**TASK A**
Copy out every line of the listing that contains the string "concrete", treating uppercase and lowercase as distinct.

**SOURCE EXTRACT**

----------

The ResNet Architecture

🏷 ["fastbook", "deep learning"]

Introduction

In this post, we shall look at the Resnet Architecture introduced in the paper Deep Residual Learning for Image Recognition. This paper was very influential in the deep learning world as nowadays, these residual networks have become a standard goto for many different kinds of tasks ranging across classification, regression, segmentation et al.

Here, we shall discuss the issue which resnets help solve and build one implementation of resnets (they come in multiple versions 18, 34, 50, 101 etc.) from scratch to have a look at how they could help stabilize the training and even learn better than plain convolutional neural networks.

Drawbacks of plain CNNs

The paper mentions and it is also quite intuitive that with deepening the network, the learning process slows down. Why? Because in a plain network which is deep, the gradients which flow from the output layer back to the first layer becomes lower and lower in most cases. This could be attributed to the chain rule of derivatives and the fact that multiplication of numbers in the range [0-1] keeps reducing the magnitude of the product. The visual below should make this more clear.

INSERT IMAGE HERE Chain Rule & error backpropagation

Why are the derivatives small? This could be attributed to two reasons:

  1. Selection of activation function: Activation functions like tanh and sigmoid tend to saturate at the extremes and only give signal in a small range of values. So, their derivatives plateau out to sub-one magnitudes and the chain rule of multiplication will compound the effect of these activations more in case of deeper architectures.

  2. Nature of loss landscape: As we start approaching any optimal point (local or global), the derivative of the objective function wrt weights will go on decreasing because the slope will start reducing. This will shrink the gradients and therefore the updates/penalization magnitude in earlier layers will be small due to the same reason as above.

INSERT IMAGE HERE - Sigmoid derivatives & Loss landscape

In order for effective learning to happen, there should be a relatively decent error signal which backpropagates/penalizes the weights so that they optimize the objective function. There could be many ways to do this but one of the ideas which is presented in Resnets is this idea of skip connection. Consider the block below.

----------

**WORKING DATA**
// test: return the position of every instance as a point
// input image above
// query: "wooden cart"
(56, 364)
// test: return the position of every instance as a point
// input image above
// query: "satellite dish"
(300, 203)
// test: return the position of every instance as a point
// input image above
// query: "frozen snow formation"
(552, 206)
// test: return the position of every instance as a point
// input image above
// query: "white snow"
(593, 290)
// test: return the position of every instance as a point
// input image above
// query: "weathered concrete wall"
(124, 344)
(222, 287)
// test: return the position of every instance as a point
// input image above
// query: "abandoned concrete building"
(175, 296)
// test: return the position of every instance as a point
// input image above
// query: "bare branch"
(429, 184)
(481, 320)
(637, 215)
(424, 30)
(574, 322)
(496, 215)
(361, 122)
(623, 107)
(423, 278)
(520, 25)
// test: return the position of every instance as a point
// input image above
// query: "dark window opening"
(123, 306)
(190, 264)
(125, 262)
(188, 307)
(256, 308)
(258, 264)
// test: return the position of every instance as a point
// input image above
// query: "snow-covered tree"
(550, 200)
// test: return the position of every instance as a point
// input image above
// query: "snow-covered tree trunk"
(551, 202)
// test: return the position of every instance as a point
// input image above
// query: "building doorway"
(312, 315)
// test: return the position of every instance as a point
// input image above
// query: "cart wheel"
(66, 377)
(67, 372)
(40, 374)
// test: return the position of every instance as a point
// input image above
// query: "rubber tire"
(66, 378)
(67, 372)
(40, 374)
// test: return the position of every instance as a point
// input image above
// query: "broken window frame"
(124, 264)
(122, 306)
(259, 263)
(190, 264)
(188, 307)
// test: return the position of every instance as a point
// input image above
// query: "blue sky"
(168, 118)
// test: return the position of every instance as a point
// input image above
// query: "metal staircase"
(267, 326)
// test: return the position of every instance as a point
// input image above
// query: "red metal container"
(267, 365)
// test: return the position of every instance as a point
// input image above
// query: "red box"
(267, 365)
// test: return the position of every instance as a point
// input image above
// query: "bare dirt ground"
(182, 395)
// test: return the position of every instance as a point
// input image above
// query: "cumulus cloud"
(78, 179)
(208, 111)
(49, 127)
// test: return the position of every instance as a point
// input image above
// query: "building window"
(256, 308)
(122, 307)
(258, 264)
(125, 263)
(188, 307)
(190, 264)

----------

**TASK B**
Answer these questions using the ResNet article:
(i) Which paper introduced the ResNet architecture?
(ii) Which two activation functions does the article say saturate at the extremes?
(iii) What idea presented in ResNets does the article name as a way to keep a decent error signal flowing back?

**WRITTEN ANSWER A**
// query: "weathered concrete wall"
// query: "abandoned concrete building"

**WRITTEN ANSWER B**
(i) Deep Residual Learning for Image Recognition
(ii) Tanh and sigmoid
(iii) Skip connection